• What the task requires: For each statement, say yes or no as to whether it agrees with the case report that follows, and quote the words of the report that decide it. (a) The injured employee was going down the stair when the accident happened. (b) The fellow employee did not intend to touch the claimant. (c) The stair at the place of the accident required two persons passing to exercise care.

• Extract:
··········

Court of Session Inner House First Division.

[Sheriff Court at Stirling.

Saturday, June 17. 1922.

59 SLR 442

Clark

v.

Lord Advocate.

Subject_1Workmen's Compensation Act 1906 (6 Edw. VII, cap. 58), sec. 1 (1)
Subject_2“Arising out of and in the Course of the Employment”
Subject_3Injury to Employee's Eye Caused by a Careless Gesture on the Part of a Fellow Servant in the Course of his Employment.
Facts:

A post office employee while ascending a stair in the course of his employment was about to pass a fellow employee who was descending in a heedless or careless manner. The latter waved his hand to a third employee standing on the landing above, and in so doing, and without intending to touch the claimant whose approach he had not noticed, struck his eye with one of his fingers and injured it. At the place where the accident happened the stair was so constructed that two persons passing required to exercise care. Held that the accident was one arising out of as well as in the course of the employment.

··········

• Raw records:
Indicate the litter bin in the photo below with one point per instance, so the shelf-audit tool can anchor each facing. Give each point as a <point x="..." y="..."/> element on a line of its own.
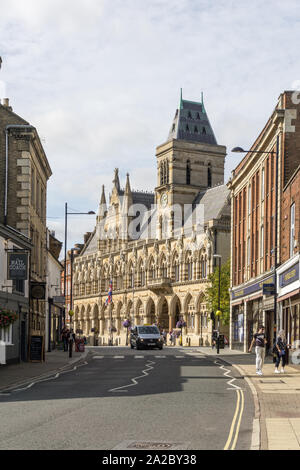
<point x="221" y="342"/>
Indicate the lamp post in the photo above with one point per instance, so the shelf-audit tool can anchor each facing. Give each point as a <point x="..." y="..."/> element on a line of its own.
<point x="66" y="231"/>
<point x="218" y="313"/>
<point x="276" y="156"/>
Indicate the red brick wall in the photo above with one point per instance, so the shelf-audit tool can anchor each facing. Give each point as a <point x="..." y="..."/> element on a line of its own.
<point x="291" y="194"/>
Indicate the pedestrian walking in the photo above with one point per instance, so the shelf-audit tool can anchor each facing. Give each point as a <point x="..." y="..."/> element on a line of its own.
<point x="260" y="341"/>
<point x="214" y="339"/>
<point x="65" y="337"/>
<point x="280" y="348"/>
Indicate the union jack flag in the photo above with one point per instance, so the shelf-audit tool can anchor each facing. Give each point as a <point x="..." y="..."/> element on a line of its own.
<point x="109" y="296"/>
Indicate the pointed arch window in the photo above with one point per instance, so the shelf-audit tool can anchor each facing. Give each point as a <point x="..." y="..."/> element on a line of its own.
<point x="188" y="172"/>
<point x="164" y="172"/>
<point x="189" y="269"/>
<point x="209" y="176"/>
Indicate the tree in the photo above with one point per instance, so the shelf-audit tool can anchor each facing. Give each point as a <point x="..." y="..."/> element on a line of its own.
<point x="211" y="294"/>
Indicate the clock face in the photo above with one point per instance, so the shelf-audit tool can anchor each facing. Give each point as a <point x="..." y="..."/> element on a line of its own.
<point x="164" y="199"/>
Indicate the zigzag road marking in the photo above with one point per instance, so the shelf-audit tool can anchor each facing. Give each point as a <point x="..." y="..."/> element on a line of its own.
<point x="27" y="387"/>
<point x="134" y="381"/>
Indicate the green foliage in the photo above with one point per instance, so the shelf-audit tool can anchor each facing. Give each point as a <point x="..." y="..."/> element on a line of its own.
<point x="211" y="294"/>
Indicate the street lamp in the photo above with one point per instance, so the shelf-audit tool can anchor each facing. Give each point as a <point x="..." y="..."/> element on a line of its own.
<point x="275" y="155"/>
<point x="218" y="313"/>
<point x="65" y="266"/>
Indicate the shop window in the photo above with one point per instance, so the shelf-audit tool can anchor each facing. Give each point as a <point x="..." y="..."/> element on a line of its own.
<point x="292" y="229"/>
<point x="6" y="334"/>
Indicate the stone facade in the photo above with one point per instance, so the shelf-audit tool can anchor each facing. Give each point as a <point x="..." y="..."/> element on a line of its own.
<point x="158" y="268"/>
<point x="24" y="172"/>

··········

• Response below:
(a) No: "A post office employee while ascending a stair in the course of his employment"
(b) Yes: "without intending to touch the claimant whose approach he had not noticed"
(c) Yes: "the stair was so constructed that two persons passing required to exercise care"